#### What you have to do
Only certain lines below are wanted: those starting at the line containing "[(105, 152)]" and ending at the line containing "[(280, 183), (94, 127)]", both included, each retyped exactly.
------ Records for this task ------
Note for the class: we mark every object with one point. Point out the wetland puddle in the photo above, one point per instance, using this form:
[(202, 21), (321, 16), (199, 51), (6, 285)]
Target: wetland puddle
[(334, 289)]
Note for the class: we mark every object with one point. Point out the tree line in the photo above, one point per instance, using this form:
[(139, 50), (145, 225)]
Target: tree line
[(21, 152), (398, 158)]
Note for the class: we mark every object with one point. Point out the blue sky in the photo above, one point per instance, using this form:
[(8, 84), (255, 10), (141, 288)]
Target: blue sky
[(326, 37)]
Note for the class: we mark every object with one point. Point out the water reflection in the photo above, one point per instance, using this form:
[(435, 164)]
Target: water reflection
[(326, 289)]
------
------ Records for this task ------
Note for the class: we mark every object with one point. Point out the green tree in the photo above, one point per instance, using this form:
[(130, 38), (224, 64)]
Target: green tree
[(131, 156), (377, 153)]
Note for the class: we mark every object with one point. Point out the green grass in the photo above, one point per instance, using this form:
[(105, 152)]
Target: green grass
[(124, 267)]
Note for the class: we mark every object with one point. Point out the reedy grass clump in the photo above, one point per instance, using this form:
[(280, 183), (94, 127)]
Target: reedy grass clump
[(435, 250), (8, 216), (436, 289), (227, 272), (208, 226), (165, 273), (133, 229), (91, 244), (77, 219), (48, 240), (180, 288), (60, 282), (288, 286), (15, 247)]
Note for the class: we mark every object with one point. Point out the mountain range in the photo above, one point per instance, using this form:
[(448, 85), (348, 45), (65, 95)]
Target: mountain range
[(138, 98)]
------
------ Records for this task ------
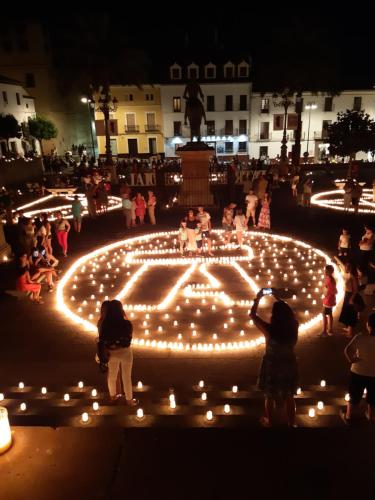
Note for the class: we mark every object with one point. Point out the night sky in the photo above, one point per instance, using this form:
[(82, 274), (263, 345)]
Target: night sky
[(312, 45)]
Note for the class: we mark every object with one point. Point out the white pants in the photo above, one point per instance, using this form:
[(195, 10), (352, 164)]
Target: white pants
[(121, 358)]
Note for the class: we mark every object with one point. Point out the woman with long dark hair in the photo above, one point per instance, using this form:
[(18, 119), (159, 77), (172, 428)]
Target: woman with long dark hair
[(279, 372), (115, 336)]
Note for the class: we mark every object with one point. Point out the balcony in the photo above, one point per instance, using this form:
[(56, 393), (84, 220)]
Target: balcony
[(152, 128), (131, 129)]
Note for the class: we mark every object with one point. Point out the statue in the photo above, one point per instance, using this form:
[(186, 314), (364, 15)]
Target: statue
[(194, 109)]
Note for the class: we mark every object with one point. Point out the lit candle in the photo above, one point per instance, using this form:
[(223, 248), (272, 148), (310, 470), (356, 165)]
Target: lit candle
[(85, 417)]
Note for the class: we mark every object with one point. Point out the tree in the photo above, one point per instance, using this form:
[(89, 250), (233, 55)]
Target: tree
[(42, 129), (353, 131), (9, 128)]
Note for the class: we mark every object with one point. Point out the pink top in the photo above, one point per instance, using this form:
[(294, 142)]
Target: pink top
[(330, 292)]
------
#### Task solution
[(105, 152)]
Target: green grass
[(124, 267)]
Note for the class: we mark every object with one point. Point out the reedy grass clump in the photo above, one point per instance, using this form:
[(280, 183), (94, 127)]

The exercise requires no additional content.